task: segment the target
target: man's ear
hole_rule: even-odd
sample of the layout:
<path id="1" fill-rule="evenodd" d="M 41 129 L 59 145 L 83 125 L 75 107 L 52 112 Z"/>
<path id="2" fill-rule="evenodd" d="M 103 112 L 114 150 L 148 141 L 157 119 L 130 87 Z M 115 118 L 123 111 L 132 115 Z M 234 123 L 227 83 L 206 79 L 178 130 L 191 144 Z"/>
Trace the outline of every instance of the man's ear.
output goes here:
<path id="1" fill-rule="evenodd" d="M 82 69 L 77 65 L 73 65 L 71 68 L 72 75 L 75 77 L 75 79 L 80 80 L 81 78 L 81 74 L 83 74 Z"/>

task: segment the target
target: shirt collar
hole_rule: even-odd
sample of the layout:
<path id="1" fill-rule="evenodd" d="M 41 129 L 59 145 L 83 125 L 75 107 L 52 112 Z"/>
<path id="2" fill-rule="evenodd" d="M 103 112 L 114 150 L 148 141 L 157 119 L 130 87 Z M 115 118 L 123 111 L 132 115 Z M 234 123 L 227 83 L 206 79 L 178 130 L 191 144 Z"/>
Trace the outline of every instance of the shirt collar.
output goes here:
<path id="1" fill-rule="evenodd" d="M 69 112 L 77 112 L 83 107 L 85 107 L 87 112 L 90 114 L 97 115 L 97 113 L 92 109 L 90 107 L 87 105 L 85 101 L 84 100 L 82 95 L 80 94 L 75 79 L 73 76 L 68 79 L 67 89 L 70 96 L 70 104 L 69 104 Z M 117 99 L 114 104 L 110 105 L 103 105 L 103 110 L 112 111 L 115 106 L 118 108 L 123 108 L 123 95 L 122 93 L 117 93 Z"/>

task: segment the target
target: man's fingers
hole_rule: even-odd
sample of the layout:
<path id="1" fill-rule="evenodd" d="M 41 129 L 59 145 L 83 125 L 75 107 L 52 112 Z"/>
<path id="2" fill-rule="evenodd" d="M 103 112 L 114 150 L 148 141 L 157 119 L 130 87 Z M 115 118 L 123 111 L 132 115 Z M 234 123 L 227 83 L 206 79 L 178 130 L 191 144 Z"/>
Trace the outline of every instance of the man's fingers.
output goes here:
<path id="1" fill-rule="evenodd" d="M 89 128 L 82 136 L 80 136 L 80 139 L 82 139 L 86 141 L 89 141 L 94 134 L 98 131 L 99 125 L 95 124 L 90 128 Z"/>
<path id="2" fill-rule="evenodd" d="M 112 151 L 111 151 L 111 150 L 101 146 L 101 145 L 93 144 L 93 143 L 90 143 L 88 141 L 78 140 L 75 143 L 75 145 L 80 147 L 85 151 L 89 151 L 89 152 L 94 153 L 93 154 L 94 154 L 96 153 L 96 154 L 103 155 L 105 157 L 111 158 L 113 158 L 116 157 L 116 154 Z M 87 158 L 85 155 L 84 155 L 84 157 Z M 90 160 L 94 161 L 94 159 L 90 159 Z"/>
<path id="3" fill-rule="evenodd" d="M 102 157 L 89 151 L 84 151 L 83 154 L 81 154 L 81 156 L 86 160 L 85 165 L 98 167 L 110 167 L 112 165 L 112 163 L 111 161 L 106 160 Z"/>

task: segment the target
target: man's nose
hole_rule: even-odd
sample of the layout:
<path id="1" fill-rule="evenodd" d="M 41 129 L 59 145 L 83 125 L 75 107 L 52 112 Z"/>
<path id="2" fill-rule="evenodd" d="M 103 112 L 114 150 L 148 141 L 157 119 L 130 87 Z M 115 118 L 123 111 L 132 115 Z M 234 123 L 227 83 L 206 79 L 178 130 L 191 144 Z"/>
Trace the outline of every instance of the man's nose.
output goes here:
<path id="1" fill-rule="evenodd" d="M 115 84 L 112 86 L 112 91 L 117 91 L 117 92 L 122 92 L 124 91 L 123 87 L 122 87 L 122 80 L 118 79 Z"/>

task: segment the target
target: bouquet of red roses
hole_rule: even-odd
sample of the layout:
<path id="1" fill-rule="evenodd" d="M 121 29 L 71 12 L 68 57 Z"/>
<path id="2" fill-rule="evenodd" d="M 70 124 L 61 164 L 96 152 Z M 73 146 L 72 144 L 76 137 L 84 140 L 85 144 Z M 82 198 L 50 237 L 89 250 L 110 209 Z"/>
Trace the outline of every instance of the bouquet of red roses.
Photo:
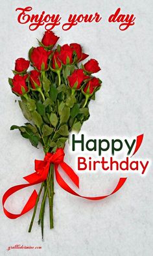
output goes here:
<path id="1" fill-rule="evenodd" d="M 58 183 L 68 190 L 58 172 L 59 164 L 78 186 L 76 175 L 64 162 L 63 149 L 69 134 L 73 130 L 79 132 L 83 122 L 88 119 L 89 103 L 95 99 L 102 83 L 92 75 L 100 70 L 98 62 L 90 59 L 85 64 L 80 64 L 88 57 L 82 52 L 80 45 L 58 44 L 55 48 L 58 39 L 53 32 L 46 31 L 41 41 L 38 41 L 40 46 L 29 50 L 29 61 L 23 58 L 16 61 L 14 76 L 8 79 L 12 92 L 20 97 L 19 107 L 29 121 L 21 126 L 13 125 L 10 129 L 18 129 L 34 147 L 38 147 L 41 143 L 45 156 L 42 161 L 35 160 L 36 172 L 24 177 L 29 183 L 9 189 L 3 196 L 3 203 L 4 205 L 9 195 L 23 187 L 41 183 L 38 195 L 34 190 L 20 214 L 11 214 L 5 208 L 4 210 L 8 218 L 15 218 L 34 207 L 29 230 L 30 232 L 43 192 L 38 220 L 42 236 L 47 198 L 50 228 L 53 228 L 54 171 Z M 30 65 L 32 68 L 28 72 Z"/>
◆ ◆ ◆ ◆ ◆ ◆ ◆
The task: Please put every line of the entries above into a JSON list of strings, one string per line, leaving out blank lines and any picture placeholders.

Task result:
[
  "task: segment the target",
  "target: man's ear",
  "hole_rule: even-odd",
  "sample of the layout:",
  "<path id=\"1\" fill-rule=\"evenodd\" d=\"M 41 129 L 59 145 L 83 125 L 75 107 L 52 112 Z\"/>",
  "<path id=\"2\" fill-rule=\"evenodd\" d=\"M 103 112 L 114 150 L 148 141 L 157 119 L 130 87 Z M 115 118 L 123 111 L 132 115 Z M 234 123 L 227 83 L 206 79 L 178 130 L 191 144 Z\"/>",
  "Trace the outline of every instance of the man's ear.",
  "output goes here:",
  "<path id=\"1\" fill-rule=\"evenodd\" d=\"M 82 69 L 77 65 L 73 65 L 71 68 L 72 75 L 75 77 L 75 79 L 80 80 L 81 78 L 81 74 L 83 74 Z\"/>",
  "task: segment the target",
  "target: shirt collar",
  "hole_rule: even-odd",
  "sample of the layout:",
  "<path id=\"1\" fill-rule=\"evenodd\" d=\"M 41 129 L 59 145 L 83 125 L 75 107 L 52 112 Z\"/>",
  "<path id=\"2\" fill-rule=\"evenodd\" d=\"M 103 112 L 114 150 L 148 141 L 157 119 L 130 87 Z M 115 118 L 123 111 L 132 115 Z M 234 123 L 227 83 L 206 79 L 178 130 L 191 144 Z\"/>",
  "Trace the outline of every instance of the shirt collar.",
  "output goes here:",
  "<path id=\"1\" fill-rule=\"evenodd\" d=\"M 69 112 L 77 112 L 83 107 L 85 107 L 87 112 L 90 114 L 97 115 L 97 113 L 92 109 L 90 107 L 87 105 L 85 101 L 84 100 L 82 95 L 80 94 L 75 79 L 73 76 L 68 79 L 67 89 L 70 96 L 70 104 L 69 104 Z M 117 99 L 114 104 L 110 105 L 103 105 L 103 110 L 112 111 L 115 106 L 118 108 L 123 108 L 123 95 L 122 93 L 117 93 Z\"/>",
  "task: segment the target",
  "target: man's fingers",
  "hole_rule: even-odd",
  "sample of the layout:",
  "<path id=\"1\" fill-rule=\"evenodd\" d=\"M 41 129 L 59 145 L 83 125 L 75 107 L 52 112 Z\"/>",
  "<path id=\"2\" fill-rule=\"evenodd\" d=\"M 103 112 L 114 150 L 148 141 L 157 119 L 130 87 Z M 115 118 L 123 111 L 132 115 Z M 234 123 L 227 83 L 206 79 L 178 130 L 191 144 Z\"/>",
  "Trace the outline of every instance of the man's fingers.",
  "output goes here:",
  "<path id=\"1\" fill-rule=\"evenodd\" d=\"M 89 128 L 82 136 L 80 136 L 80 139 L 82 139 L 86 141 L 89 141 L 94 134 L 98 131 L 99 125 L 95 124 L 90 128 Z\"/>",
  "<path id=\"2\" fill-rule=\"evenodd\" d=\"M 112 151 L 111 151 L 111 150 L 101 146 L 101 145 L 93 144 L 93 143 L 90 143 L 88 141 L 78 140 L 75 143 L 75 145 L 80 147 L 85 151 L 89 151 L 89 152 L 94 153 L 93 154 L 94 154 L 96 153 L 96 154 L 103 155 L 105 157 L 111 158 L 113 158 L 116 157 L 116 154 Z M 87 158 L 85 155 L 84 155 L 84 157 Z M 90 160 L 94 161 L 94 159 L 90 159 Z\"/>",
  "<path id=\"3\" fill-rule=\"evenodd\" d=\"M 102 157 L 89 151 L 84 151 L 83 154 L 81 154 L 81 156 L 86 160 L 85 165 L 98 167 L 110 167 L 112 165 L 112 163 L 111 161 L 106 160 Z\"/>",
  "task: segment the target",
  "target: man's nose",
  "hole_rule: even-odd",
  "sample of the layout:",
  "<path id=\"1\" fill-rule=\"evenodd\" d=\"M 41 129 L 59 145 L 83 125 L 75 107 L 52 112 Z\"/>",
  "<path id=\"2\" fill-rule=\"evenodd\" d=\"M 103 112 L 114 150 L 148 141 L 157 119 L 130 87 Z M 115 118 L 123 111 L 132 115 Z M 234 123 L 227 83 L 206 79 L 178 130 L 191 144 Z\"/>",
  "Trace the outline of every instance of the man's nose.",
  "output goes here:",
  "<path id=\"1\" fill-rule=\"evenodd\" d=\"M 115 84 L 112 86 L 112 91 L 117 91 L 117 92 L 122 92 L 124 91 L 123 87 L 122 87 L 122 80 L 118 79 Z\"/>",
  "task: segment the target",
  "target: bouquet of red roses",
  "hole_rule: even-odd",
  "sample of the layout:",
  "<path id=\"1\" fill-rule=\"evenodd\" d=\"M 121 29 L 71 12 L 68 57 Z\"/>",
  "<path id=\"2\" fill-rule=\"evenodd\" d=\"M 70 124 L 61 164 L 96 152 Z M 73 146 L 72 144 L 76 137 L 84 140 L 85 144 Z M 82 198 L 50 237 L 89 250 L 110 209 Z\"/>",
  "Trace the outline of every instance of the bouquet of red roses.",
  "Photo:",
  "output goes here:",
  "<path id=\"1\" fill-rule=\"evenodd\" d=\"M 58 183 L 68 190 L 58 172 L 59 164 L 78 186 L 76 175 L 64 162 L 63 149 L 69 134 L 73 130 L 79 132 L 83 122 L 88 119 L 89 103 L 95 99 L 102 83 L 92 75 L 100 70 L 98 62 L 90 59 L 85 64 L 80 64 L 88 57 L 82 52 L 80 45 L 58 44 L 55 48 L 58 39 L 53 32 L 46 31 L 41 41 L 38 41 L 40 46 L 29 50 L 29 61 L 23 58 L 16 61 L 14 76 L 8 79 L 12 92 L 20 97 L 19 107 L 29 121 L 21 126 L 13 125 L 10 129 L 18 129 L 34 147 L 38 147 L 41 143 L 45 156 L 42 161 L 35 160 L 36 172 L 24 177 L 29 183 L 9 189 L 3 196 L 3 203 L 4 205 L 9 195 L 23 187 L 41 183 L 38 195 L 34 190 L 20 214 L 11 214 L 5 208 L 4 210 L 8 218 L 15 218 L 34 207 L 29 230 L 30 232 L 43 192 L 38 220 L 42 236 L 47 198 L 50 228 L 53 228 L 54 171 Z M 30 65 L 32 68 L 28 72 Z\"/>"
]